(EXERCISE DESCRIPTION):
Exact repetition of every entry is required.

(PROVIDED MATERIAL):
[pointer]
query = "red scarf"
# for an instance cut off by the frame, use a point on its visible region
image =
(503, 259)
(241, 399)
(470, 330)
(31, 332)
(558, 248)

(COMPLETED TASK):
[pointer]
query = "red scarf"
# for an instance cut off by the frame, use a point on its visible region
image =
(503, 259)
(241, 399)
(470, 330)
(31, 332)
(558, 248)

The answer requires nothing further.